AIM OF THE EXERCISE
Locate every line in the rows below that contains the word "hair", and copy each of those lines.

[Dataset records on where objects are located]
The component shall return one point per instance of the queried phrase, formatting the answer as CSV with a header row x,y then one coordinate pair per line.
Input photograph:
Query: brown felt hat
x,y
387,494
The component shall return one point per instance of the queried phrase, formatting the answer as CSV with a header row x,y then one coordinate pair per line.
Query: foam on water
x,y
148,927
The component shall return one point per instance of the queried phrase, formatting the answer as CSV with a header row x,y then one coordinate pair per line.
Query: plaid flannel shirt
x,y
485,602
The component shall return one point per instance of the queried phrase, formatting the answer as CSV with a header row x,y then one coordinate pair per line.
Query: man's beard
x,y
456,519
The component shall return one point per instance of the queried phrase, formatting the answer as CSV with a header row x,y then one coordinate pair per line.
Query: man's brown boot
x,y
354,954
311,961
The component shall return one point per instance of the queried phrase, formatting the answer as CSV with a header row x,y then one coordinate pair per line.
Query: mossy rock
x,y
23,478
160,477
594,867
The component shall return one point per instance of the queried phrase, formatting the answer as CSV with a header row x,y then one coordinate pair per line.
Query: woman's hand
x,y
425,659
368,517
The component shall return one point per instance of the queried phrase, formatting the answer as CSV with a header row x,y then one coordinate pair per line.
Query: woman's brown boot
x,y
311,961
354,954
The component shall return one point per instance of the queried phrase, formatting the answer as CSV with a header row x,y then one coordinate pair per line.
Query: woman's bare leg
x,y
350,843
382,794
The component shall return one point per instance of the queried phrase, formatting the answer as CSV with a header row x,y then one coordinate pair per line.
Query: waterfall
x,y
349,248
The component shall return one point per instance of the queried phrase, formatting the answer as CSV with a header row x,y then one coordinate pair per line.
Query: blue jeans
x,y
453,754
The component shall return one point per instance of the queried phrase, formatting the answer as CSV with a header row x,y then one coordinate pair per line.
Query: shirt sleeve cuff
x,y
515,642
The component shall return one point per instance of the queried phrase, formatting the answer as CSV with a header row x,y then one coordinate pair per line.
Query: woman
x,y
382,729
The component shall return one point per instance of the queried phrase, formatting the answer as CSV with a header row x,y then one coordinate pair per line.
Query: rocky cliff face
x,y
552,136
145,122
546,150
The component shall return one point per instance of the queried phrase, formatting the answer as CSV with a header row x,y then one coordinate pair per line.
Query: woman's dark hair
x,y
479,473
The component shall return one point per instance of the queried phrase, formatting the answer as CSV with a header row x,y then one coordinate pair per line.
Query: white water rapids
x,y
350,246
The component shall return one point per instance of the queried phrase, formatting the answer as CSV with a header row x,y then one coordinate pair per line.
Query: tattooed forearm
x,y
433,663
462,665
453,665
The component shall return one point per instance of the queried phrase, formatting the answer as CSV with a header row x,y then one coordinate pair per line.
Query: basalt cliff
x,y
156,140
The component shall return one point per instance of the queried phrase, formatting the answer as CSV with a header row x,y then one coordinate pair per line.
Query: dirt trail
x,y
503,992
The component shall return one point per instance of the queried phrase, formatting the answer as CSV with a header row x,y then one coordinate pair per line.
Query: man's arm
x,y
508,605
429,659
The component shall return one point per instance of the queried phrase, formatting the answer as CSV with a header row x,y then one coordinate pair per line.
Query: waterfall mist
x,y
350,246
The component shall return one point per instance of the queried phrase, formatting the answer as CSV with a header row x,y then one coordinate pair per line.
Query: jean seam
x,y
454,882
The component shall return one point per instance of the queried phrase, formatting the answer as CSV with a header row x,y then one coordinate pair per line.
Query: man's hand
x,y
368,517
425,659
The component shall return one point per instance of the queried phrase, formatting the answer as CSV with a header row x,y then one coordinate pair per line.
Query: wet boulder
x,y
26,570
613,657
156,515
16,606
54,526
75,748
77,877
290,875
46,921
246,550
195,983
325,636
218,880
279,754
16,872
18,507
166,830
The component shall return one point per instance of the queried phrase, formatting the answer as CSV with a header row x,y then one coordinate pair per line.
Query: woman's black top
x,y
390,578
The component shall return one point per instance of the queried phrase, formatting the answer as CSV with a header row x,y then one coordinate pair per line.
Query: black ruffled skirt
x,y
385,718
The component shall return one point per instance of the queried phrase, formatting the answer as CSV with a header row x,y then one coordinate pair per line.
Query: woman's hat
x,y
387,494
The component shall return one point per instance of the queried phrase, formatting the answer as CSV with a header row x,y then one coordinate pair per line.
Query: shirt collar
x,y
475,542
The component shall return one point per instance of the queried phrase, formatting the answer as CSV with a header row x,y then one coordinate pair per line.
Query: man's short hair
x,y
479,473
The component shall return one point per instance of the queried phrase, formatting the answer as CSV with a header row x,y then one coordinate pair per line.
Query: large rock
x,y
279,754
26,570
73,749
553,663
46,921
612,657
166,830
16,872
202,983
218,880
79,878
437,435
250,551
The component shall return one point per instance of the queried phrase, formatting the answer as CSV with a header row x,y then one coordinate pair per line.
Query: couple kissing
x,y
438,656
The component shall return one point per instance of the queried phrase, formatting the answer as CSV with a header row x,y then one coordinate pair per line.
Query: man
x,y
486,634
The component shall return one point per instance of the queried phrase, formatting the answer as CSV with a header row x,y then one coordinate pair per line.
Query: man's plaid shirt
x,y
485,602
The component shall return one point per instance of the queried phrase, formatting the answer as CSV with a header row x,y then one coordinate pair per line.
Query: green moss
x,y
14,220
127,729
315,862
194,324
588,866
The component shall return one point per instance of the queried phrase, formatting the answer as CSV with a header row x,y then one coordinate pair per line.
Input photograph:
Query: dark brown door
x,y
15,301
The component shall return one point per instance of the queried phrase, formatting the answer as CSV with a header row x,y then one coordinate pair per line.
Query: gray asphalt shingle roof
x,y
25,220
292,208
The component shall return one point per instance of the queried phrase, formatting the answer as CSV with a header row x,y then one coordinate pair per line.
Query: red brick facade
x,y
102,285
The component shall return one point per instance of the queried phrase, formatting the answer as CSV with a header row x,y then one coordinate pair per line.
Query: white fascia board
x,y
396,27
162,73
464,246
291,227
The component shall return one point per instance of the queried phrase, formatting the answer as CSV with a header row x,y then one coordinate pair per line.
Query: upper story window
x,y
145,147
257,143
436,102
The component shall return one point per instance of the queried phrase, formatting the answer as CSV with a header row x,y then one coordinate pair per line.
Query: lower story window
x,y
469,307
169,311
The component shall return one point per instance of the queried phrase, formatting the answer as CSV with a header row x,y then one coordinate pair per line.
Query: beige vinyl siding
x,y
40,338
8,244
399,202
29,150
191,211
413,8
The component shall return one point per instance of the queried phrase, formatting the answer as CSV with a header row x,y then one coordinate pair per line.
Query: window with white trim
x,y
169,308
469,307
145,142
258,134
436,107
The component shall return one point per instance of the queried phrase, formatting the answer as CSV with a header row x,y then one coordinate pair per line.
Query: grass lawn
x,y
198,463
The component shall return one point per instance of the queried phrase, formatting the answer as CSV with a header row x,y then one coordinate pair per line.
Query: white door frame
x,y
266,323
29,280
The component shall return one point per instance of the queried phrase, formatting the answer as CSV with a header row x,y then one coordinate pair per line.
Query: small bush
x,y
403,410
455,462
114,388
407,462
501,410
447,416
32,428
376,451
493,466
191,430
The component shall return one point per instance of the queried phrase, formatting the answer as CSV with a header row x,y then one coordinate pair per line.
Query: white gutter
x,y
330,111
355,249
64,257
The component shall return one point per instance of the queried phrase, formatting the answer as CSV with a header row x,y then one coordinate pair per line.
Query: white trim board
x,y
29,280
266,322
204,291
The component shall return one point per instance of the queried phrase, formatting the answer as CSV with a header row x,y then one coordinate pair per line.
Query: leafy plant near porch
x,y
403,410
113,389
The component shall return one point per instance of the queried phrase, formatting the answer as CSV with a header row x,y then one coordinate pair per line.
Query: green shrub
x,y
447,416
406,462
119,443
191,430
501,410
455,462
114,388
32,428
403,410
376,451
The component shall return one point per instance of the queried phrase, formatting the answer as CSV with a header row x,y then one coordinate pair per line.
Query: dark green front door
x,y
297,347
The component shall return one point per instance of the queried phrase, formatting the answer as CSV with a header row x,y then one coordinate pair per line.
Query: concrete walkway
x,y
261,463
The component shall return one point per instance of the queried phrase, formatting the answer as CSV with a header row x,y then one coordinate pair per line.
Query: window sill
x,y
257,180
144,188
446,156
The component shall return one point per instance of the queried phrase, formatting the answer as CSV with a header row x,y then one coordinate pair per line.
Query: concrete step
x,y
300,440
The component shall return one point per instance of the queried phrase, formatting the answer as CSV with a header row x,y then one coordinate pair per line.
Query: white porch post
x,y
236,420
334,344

ANSWER TO THE PROBLEM
Query: woman's dark hair
Query: man's short hair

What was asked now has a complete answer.